__Region pointing data__
|---|

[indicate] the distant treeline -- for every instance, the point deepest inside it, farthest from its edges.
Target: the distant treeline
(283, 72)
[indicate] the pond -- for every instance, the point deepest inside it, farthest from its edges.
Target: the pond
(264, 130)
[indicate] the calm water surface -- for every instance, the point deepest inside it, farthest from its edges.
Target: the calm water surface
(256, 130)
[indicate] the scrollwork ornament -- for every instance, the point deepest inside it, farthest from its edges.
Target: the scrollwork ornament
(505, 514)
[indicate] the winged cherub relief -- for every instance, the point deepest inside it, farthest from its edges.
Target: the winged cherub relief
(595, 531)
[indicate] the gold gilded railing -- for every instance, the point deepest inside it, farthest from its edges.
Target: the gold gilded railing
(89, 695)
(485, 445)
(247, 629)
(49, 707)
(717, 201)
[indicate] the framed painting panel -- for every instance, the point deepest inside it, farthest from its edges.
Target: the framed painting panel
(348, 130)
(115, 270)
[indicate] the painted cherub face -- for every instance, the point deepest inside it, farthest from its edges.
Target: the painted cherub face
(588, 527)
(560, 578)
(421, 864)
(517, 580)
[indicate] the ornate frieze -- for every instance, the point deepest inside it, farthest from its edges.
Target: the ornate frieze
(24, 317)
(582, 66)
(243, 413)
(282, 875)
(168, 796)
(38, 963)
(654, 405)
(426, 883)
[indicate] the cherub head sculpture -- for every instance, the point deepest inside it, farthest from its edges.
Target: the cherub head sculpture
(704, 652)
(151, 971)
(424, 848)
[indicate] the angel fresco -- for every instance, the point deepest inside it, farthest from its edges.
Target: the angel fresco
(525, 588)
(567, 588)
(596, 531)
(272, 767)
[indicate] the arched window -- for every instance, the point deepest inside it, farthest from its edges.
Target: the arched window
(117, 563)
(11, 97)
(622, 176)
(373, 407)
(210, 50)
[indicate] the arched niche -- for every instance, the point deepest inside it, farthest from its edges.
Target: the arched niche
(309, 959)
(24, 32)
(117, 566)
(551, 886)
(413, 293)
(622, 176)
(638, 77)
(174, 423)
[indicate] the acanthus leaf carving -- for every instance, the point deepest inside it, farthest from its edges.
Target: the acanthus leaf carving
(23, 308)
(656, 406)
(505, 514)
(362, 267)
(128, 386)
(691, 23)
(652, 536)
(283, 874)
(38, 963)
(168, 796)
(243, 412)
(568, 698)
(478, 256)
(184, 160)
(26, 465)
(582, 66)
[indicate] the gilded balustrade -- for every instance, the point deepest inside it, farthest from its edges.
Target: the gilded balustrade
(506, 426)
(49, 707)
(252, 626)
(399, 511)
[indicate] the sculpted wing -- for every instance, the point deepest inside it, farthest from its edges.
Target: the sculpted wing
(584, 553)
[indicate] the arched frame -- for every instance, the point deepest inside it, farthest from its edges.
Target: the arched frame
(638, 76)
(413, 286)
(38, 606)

|---|

Please give the records again exactly as they are.

__Response to this task__
[indicate] the distant treeline -- for every instance, the point deepest inside it, farthest from its edges.
Target: the distant treeline
(283, 72)
[indicate] the pond -- for every instance, the point deepest inside it, farthest from its edges.
Target: the pond
(264, 130)
[indicate] the calm water surface -- for every instance, the point deepest inside it, farthest from its edges.
Target: the calm water surface
(256, 130)
[indicate] the scrollwork ornament -- for every instance, the point deepest inside it, farthest from its edges.
Target: the scrollwork ornament
(505, 514)
[indicate] the winged cherub relief -- for every instance, the point deepest inside it, farthest from its edges.
Target: the winged cherub relief
(595, 531)
[indicate] the gold gilded railing -- for every instance, the point deepest inside it, farthest from its edges.
Target: the gold gilded railing
(89, 695)
(485, 445)
(247, 629)
(49, 707)
(717, 201)
[indicate] the framed painting panel -- for every instance, the point deepest inside it, farthest from its edges.
Target: the framed painting panel
(348, 130)
(115, 270)
[indicate] the painted cherub face -- for every instance, the point deepest inside it, farthest from its edges.
Target: the painted cherub face
(588, 527)
(560, 578)
(421, 864)
(517, 580)
[indicate] the ornate frieze -- for every instance, the point deepest inside it, farthest from its edges.
Target: the ornate frieze
(24, 317)
(582, 66)
(243, 413)
(282, 875)
(168, 796)
(38, 963)
(654, 405)
(426, 883)
[indicate] the cherub head sculpture -- for every instance, the point deepest inside it, farthest from its edges.
Target: the cherub head sculpture
(704, 652)
(151, 971)
(424, 848)
[indicate] the angel fresco -- for every instance, the point deepest inside it, farthest from its edges.
Target: the angel fresco
(525, 588)
(567, 588)
(596, 531)
(272, 767)
[indicate] the arched window -- for every instance, the point deepest inside it, farthest from its edges.
Target: the arched window
(117, 563)
(11, 97)
(622, 176)
(373, 407)
(210, 50)
[indicate] the arched niche -- for every instance, the point deepest inside it, farthest from its edges.
Target: the arched niche
(309, 959)
(24, 32)
(117, 566)
(551, 886)
(413, 293)
(622, 176)
(638, 77)
(174, 423)
[indicate] the acanthus leaf carving -- for every instance, the point deepest inside it, farthest from its edges.
Target: the acanthus leaf carving
(23, 308)
(656, 406)
(505, 514)
(362, 267)
(128, 386)
(691, 23)
(652, 536)
(283, 874)
(38, 963)
(168, 796)
(243, 412)
(568, 698)
(478, 256)
(184, 160)
(26, 465)
(582, 66)
[indicate] the gilded balustrade -- for every instance, the point deepest inside it, farthest from its edges.
Target: the gilded balustrade
(506, 426)
(49, 707)
(252, 626)
(399, 511)
[indicate] the sculpted wing -- for every instance, the point deepest inside it, farthest from its edges.
Target: the sculpted wing
(584, 553)
[indicate] the arched frame -- for every instance, the point deepest inside it, farthest from its edges.
Target: the arched frame
(638, 76)
(413, 286)
(38, 606)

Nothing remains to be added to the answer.